▶ REQUIREMENT
The response must consist of the lines below from the one with "Target: dry reed stem" through the one with "In the photo above, where can the submerged", exactly as they appear and with both ends kept.

▶ DATASET ENTRIES
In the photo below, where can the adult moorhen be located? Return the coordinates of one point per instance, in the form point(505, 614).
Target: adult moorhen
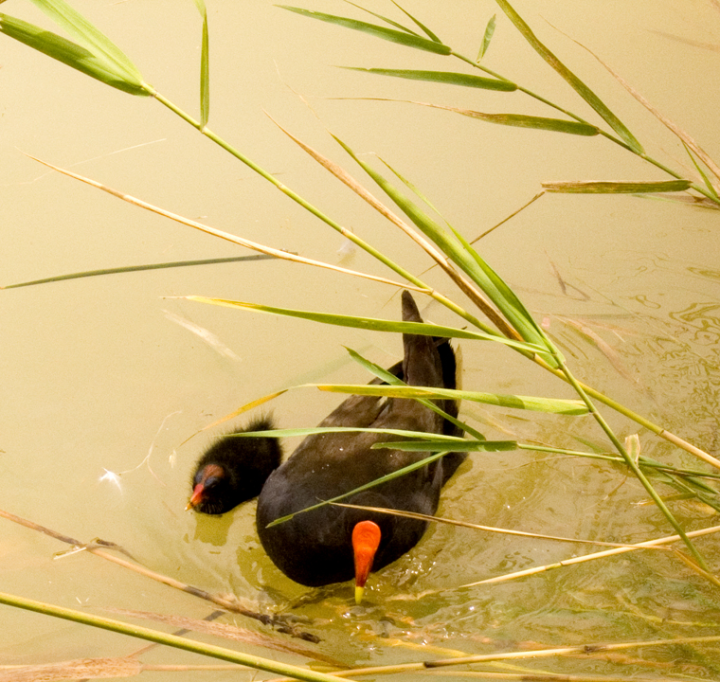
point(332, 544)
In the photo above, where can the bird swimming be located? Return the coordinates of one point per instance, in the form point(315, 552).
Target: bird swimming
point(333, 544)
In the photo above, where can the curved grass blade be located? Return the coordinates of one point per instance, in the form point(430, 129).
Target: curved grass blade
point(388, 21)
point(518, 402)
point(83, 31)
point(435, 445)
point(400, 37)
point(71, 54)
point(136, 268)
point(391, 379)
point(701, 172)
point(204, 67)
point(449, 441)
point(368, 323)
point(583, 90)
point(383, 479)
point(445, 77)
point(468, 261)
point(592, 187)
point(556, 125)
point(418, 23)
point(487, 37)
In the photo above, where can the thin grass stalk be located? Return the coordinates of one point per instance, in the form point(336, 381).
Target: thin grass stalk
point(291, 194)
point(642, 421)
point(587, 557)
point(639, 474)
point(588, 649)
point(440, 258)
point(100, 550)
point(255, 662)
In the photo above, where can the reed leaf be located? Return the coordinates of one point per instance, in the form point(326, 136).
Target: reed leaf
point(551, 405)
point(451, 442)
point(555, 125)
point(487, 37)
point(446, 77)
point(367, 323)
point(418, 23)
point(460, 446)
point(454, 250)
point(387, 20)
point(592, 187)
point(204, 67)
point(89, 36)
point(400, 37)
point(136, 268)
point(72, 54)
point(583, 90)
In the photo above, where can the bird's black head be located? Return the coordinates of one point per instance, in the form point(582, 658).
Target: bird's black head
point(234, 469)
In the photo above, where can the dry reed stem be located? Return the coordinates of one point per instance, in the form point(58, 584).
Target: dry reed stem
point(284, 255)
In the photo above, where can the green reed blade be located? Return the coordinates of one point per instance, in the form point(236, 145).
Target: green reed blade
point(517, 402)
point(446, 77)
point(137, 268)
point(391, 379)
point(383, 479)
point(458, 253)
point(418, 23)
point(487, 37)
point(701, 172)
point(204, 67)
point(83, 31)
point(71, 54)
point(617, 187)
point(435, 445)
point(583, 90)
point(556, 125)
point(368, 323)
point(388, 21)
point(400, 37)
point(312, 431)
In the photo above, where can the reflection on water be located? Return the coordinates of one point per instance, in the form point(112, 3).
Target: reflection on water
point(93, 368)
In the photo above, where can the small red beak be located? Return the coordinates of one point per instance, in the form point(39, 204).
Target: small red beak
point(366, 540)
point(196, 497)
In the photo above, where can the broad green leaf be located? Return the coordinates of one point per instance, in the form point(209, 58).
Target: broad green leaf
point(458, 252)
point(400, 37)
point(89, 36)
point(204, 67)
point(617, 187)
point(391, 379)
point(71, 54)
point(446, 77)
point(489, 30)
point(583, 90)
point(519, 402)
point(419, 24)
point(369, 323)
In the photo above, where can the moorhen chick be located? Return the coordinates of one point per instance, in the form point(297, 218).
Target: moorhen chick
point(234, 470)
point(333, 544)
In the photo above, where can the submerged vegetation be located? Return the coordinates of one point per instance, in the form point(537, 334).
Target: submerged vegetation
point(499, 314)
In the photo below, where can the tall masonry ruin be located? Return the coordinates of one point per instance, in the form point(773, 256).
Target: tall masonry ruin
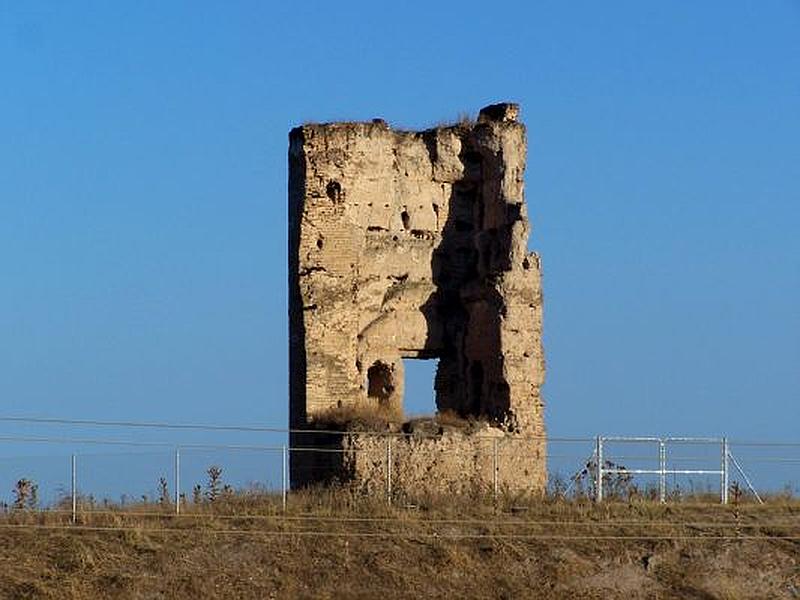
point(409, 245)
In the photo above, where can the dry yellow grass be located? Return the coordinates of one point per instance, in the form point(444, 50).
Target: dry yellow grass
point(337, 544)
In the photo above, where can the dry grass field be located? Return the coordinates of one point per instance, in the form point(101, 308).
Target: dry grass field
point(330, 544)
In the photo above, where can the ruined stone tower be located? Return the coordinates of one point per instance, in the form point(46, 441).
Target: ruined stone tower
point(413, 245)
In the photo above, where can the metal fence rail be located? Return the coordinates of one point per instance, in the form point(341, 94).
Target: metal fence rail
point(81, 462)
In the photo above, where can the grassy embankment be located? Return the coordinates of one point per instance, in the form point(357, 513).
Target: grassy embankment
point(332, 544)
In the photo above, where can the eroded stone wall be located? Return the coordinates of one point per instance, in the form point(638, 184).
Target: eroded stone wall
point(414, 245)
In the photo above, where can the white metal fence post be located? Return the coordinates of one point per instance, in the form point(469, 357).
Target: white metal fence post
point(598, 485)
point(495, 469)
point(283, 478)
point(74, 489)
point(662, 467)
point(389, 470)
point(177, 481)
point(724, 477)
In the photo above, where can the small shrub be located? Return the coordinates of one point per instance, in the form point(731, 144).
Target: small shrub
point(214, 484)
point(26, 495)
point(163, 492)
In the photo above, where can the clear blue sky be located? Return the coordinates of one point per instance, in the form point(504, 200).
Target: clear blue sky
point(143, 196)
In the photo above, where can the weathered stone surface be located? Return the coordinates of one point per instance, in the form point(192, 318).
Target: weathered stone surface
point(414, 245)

▶ RESULT FOR THIS TASK
Target: dry reed stem
point(284, 255)
In the photo above, where can the green reed blade be located? Return the coordinates of one point per instance, in the form point(236, 145).
Target: green reed blade
point(517, 402)
point(446, 77)
point(137, 268)
point(391, 379)
point(383, 479)
point(458, 253)
point(418, 23)
point(487, 37)
point(701, 172)
point(204, 67)
point(83, 31)
point(71, 54)
point(617, 187)
point(435, 445)
point(583, 90)
point(556, 125)
point(368, 323)
point(388, 21)
point(400, 37)
point(312, 431)
In the photo above, where can the reflection on water be located? Return the coordinates of one point per instance, in the form point(112, 3).
Target: reflection on water
point(93, 368)
In the photo above, where can the small red beak be located? Return the coordinates of one point per instance, in the form point(39, 204).
Target: small red beak
point(366, 540)
point(196, 497)
In the photo above, where can the broad green leaf be located? Return the coordinates of one point per instance, in the form point(209, 58).
Target: broad green leaf
point(458, 252)
point(400, 37)
point(89, 36)
point(204, 67)
point(617, 187)
point(391, 379)
point(71, 54)
point(446, 77)
point(489, 30)
point(583, 90)
point(519, 402)
point(419, 24)
point(369, 323)
In the photo above, where can the moorhen chick be located? Return the coordinates of one point per instance, in the form point(297, 218).
Target: moorhen chick
point(234, 470)
point(333, 544)
In the photo above, where can the submerged vegetation be located? Return the coordinates of one point per instance, in the form point(537, 334).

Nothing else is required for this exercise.